═════ Provided material ═════

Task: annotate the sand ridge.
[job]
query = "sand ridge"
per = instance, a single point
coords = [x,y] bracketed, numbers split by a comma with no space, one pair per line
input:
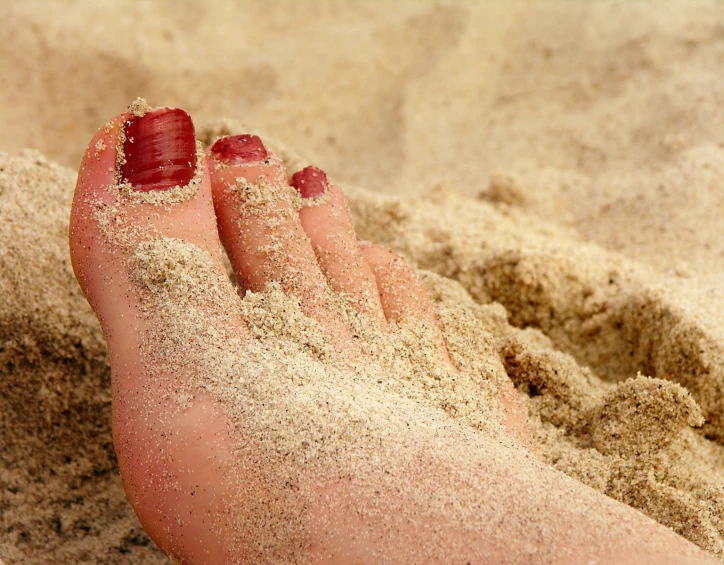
[567,194]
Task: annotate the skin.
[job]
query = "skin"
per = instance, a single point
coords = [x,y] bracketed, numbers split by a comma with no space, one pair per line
[325,252]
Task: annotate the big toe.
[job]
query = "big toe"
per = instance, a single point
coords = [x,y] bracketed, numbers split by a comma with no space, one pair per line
[146,253]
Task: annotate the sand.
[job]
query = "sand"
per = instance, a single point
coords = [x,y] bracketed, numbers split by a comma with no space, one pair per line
[555,170]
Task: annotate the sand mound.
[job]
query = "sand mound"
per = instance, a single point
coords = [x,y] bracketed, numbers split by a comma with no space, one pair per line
[562,168]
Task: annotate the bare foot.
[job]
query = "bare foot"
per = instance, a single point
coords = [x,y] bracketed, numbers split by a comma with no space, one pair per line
[295,425]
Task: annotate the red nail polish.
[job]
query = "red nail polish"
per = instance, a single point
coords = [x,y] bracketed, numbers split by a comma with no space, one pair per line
[160,150]
[240,149]
[310,181]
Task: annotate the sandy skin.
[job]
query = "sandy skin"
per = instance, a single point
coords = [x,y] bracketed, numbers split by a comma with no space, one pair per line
[186,464]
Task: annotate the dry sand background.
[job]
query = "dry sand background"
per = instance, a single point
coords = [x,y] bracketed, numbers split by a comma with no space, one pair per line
[565,159]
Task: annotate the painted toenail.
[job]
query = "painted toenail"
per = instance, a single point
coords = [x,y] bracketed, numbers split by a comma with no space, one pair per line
[240,149]
[160,150]
[310,181]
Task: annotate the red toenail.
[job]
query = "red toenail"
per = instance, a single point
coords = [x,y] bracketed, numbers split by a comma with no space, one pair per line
[160,150]
[310,181]
[240,149]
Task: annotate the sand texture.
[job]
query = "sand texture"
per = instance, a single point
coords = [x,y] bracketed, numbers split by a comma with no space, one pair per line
[555,170]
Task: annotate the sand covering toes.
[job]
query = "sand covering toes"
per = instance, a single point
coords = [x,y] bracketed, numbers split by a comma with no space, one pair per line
[516,297]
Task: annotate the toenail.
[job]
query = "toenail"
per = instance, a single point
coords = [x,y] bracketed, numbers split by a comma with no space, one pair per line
[240,149]
[160,150]
[310,181]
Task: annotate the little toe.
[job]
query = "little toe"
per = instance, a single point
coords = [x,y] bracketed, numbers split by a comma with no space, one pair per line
[260,228]
[401,292]
[326,220]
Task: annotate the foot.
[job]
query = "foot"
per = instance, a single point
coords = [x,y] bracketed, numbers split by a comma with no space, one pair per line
[320,418]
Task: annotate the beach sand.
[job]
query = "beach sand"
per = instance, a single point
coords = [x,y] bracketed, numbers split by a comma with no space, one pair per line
[554,169]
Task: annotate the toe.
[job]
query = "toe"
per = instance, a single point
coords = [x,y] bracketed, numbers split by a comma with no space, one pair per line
[326,220]
[143,245]
[259,226]
[401,292]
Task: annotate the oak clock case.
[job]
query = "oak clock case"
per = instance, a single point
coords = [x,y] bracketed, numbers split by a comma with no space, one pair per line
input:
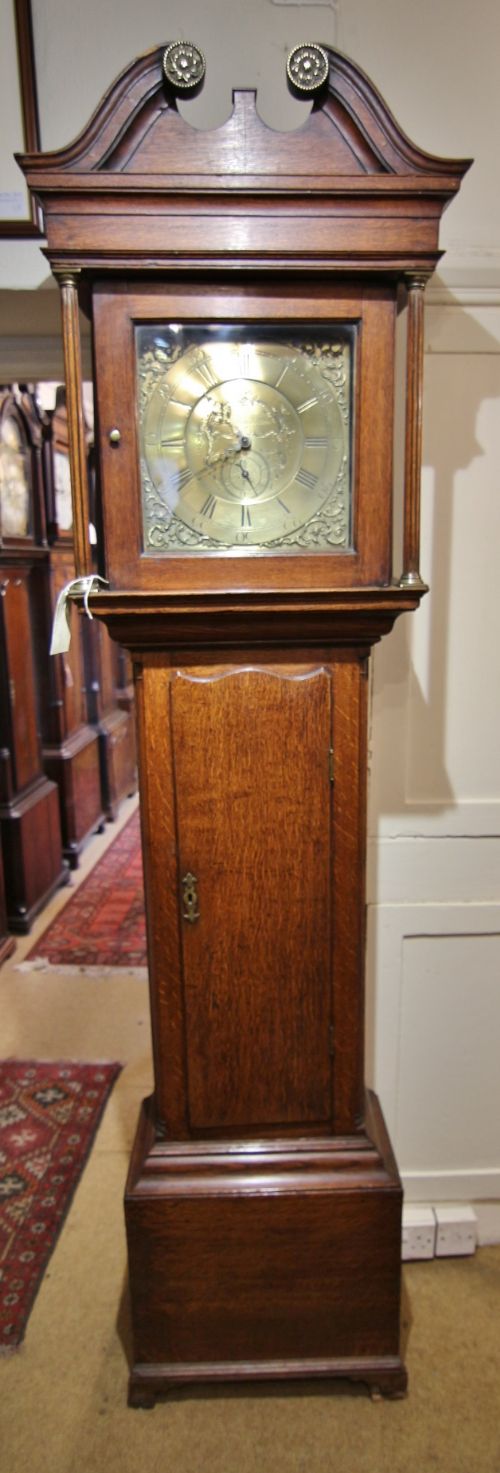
[244,287]
[28,803]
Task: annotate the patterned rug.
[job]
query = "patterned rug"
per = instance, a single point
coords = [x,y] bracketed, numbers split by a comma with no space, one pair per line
[102,925]
[49,1115]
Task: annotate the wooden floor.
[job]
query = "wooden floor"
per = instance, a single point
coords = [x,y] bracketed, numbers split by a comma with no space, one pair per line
[64,1395]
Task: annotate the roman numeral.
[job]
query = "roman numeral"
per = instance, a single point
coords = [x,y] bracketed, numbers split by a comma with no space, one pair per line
[208,507]
[306,477]
[282,376]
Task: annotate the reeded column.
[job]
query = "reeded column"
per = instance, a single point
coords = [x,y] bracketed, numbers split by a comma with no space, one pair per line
[410,576]
[68,283]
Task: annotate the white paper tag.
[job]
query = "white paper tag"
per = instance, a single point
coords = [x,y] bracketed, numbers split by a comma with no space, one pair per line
[61,629]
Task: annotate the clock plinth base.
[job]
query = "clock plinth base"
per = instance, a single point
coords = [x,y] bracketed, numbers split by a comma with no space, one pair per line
[270,1261]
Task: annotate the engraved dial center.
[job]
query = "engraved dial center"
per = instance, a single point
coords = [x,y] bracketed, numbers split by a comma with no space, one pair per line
[248,436]
[244,441]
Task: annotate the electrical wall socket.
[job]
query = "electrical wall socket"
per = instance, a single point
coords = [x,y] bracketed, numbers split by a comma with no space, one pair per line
[456,1232]
[418,1233]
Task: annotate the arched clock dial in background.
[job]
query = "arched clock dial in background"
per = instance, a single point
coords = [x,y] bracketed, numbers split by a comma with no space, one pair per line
[245,441]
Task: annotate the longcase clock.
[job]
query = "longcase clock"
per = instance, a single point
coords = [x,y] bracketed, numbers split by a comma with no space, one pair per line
[244,287]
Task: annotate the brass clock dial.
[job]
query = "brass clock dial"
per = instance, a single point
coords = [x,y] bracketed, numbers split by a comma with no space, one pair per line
[245,441]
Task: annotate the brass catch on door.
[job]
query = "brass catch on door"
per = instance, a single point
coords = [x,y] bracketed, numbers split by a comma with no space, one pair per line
[191,897]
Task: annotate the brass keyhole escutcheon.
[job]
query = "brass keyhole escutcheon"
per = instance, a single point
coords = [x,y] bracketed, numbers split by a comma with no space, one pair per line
[191,897]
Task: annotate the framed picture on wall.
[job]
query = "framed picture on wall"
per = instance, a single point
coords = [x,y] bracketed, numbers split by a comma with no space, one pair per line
[19,217]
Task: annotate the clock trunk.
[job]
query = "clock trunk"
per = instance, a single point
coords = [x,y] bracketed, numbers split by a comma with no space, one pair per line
[247,511]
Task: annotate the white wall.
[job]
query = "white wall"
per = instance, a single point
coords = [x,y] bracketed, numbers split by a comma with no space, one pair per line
[434,852]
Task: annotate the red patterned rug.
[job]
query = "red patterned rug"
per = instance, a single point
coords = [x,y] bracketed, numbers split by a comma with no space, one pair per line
[49,1115]
[102,925]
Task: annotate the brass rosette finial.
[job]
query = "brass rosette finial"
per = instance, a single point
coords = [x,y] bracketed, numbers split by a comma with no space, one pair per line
[307,68]
[183,67]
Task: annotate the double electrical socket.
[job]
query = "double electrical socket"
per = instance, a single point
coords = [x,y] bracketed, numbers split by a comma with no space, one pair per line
[438,1232]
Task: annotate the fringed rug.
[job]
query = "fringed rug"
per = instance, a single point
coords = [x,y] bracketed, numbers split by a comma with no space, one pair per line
[49,1115]
[102,925]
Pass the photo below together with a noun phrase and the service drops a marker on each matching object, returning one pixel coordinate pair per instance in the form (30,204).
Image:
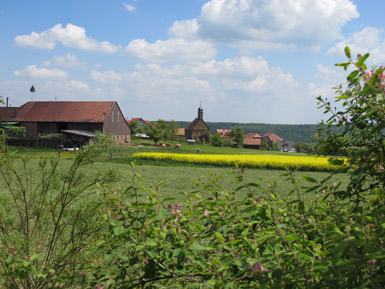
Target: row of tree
(168,131)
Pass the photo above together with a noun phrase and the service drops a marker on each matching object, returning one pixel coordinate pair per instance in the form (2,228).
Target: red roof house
(252,141)
(47,117)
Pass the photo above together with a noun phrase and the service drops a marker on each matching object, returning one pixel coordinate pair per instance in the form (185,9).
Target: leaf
(33,257)
(309,179)
(197,247)
(219,237)
(362,59)
(347,52)
(151,243)
(353,74)
(169,199)
(118,231)
(340,249)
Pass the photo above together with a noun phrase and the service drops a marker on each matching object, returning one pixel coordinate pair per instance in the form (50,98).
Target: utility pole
(6,116)
(6,125)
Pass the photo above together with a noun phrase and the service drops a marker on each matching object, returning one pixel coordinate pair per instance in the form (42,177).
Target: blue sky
(262,61)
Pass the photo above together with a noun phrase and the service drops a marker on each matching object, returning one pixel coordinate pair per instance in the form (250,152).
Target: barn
(73,118)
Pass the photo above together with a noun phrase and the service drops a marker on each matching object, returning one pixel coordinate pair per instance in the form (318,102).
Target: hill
(295,132)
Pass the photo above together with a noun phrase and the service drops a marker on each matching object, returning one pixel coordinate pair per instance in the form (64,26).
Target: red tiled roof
(273,137)
(181,131)
(252,135)
(252,141)
(137,119)
(223,132)
(64,111)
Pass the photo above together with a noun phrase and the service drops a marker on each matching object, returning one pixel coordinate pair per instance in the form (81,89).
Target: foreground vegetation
(300,163)
(70,228)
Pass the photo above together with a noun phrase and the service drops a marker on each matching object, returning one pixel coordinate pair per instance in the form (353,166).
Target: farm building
(271,137)
(252,141)
(77,119)
(197,129)
(139,120)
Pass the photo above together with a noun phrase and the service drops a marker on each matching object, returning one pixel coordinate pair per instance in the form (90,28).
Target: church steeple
(200,112)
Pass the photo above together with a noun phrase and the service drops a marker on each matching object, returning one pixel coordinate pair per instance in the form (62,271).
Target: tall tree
(238,135)
(173,128)
(134,127)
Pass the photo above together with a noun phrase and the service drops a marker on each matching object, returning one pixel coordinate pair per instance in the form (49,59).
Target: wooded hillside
(295,132)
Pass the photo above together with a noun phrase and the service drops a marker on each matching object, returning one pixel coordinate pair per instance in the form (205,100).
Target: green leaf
(347,52)
(33,257)
(197,247)
(151,243)
(118,231)
(362,59)
(169,199)
(340,249)
(219,237)
(353,74)
(309,179)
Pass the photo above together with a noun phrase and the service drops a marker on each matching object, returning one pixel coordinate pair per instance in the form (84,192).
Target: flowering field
(301,163)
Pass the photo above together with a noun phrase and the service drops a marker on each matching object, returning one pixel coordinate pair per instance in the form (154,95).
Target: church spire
(200,111)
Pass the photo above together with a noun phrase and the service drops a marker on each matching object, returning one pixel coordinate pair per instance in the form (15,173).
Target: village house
(76,119)
(271,137)
(224,133)
(252,141)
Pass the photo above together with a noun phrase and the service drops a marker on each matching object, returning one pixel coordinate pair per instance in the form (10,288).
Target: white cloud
(241,78)
(129,7)
(70,36)
(171,50)
(359,42)
(106,77)
(270,24)
(368,40)
(32,72)
(68,60)
(327,78)
(187,29)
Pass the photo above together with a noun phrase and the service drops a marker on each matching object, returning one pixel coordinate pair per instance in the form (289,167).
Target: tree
(155,134)
(238,135)
(217,140)
(356,130)
(264,145)
(134,127)
(174,129)
(274,146)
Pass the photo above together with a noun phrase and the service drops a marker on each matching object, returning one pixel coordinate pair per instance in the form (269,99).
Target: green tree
(360,124)
(238,135)
(217,140)
(264,145)
(134,127)
(174,129)
(274,146)
(155,134)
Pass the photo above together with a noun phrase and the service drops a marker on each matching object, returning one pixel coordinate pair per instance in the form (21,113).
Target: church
(198,129)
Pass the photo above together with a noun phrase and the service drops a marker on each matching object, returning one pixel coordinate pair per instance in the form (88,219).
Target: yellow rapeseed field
(303,163)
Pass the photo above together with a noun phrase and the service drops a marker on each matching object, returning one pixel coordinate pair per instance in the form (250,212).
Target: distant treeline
(294,132)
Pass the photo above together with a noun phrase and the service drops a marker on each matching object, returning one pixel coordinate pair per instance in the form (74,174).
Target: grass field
(175,178)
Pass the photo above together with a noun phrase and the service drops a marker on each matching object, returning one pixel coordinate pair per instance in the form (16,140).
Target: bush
(357,129)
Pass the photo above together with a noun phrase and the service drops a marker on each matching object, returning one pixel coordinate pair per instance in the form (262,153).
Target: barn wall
(116,124)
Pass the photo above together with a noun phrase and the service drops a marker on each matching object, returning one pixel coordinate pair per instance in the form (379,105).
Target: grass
(175,178)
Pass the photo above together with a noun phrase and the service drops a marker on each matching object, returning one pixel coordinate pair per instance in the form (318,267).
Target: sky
(245,61)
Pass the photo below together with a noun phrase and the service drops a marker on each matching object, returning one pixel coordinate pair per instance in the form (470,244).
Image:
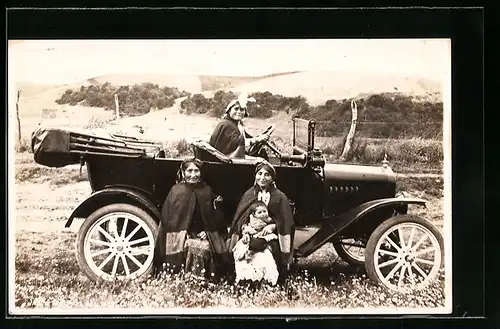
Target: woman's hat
(267,166)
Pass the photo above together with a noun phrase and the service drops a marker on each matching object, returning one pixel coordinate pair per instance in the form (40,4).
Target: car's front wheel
(404,253)
(116,242)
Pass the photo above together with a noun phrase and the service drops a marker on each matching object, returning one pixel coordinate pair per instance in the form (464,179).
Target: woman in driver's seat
(229,136)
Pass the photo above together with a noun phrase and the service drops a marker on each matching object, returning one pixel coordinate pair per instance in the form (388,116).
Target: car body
(338,203)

═════

Every line above that holds the word "floor" needs to be copied.

Task: annotate the wooden floor.
query = "wooden floor"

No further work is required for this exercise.